* What is needed
Working from the entries below, tally each line that holds "white". Give the tally and nothing else.

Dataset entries
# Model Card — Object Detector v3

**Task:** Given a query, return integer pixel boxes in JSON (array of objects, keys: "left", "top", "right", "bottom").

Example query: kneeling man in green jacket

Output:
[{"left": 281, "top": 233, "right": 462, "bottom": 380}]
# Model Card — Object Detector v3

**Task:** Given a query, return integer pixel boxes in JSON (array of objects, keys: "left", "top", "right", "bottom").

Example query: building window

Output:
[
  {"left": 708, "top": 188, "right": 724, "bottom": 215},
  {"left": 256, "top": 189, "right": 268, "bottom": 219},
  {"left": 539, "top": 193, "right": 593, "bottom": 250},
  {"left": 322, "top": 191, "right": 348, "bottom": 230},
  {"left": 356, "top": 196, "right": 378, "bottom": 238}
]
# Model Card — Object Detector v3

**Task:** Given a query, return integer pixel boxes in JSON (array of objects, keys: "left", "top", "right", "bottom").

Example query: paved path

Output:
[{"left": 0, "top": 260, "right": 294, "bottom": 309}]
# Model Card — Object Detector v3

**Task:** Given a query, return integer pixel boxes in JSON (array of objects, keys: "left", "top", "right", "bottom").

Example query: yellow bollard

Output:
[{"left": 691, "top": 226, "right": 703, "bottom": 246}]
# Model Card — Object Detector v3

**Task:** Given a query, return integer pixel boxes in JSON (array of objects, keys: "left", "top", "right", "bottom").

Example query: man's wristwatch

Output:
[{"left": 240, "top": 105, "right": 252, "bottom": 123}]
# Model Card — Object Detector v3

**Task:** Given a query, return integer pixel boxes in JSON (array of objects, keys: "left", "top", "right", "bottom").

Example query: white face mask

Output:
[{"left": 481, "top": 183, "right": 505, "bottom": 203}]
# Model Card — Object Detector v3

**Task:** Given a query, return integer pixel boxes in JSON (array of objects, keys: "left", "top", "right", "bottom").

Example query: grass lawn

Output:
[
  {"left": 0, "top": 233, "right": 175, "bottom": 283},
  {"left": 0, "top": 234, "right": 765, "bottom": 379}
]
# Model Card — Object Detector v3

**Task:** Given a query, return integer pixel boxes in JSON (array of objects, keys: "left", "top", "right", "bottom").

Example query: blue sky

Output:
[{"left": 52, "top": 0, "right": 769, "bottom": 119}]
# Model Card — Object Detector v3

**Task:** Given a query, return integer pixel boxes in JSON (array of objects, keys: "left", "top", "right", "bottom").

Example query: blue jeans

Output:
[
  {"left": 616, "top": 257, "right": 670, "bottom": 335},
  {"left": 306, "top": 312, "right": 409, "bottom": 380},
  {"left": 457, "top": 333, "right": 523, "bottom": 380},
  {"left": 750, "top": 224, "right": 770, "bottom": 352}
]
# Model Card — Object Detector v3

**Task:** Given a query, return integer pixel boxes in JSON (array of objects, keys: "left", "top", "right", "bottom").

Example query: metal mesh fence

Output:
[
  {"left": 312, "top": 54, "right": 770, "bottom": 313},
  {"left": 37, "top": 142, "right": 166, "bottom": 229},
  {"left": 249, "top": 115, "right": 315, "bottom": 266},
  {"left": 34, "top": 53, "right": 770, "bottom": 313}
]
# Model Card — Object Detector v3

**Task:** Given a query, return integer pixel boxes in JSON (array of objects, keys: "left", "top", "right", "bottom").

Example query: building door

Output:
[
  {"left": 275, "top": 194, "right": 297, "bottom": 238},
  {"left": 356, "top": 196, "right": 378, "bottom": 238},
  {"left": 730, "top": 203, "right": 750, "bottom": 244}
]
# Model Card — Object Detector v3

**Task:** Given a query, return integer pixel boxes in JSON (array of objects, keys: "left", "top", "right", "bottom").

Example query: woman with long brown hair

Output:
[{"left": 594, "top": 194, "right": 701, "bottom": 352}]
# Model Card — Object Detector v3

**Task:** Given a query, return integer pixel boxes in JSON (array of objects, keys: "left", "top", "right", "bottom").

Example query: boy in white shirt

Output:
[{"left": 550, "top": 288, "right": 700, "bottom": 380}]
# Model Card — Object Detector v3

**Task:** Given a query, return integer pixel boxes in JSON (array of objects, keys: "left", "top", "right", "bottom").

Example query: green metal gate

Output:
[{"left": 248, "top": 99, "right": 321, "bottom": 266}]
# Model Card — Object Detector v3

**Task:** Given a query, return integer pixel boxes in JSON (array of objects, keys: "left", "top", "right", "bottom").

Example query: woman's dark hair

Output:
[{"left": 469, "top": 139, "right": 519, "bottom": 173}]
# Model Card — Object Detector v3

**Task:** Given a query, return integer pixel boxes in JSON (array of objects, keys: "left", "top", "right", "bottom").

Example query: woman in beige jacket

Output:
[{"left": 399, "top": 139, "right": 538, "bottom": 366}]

* Written response
2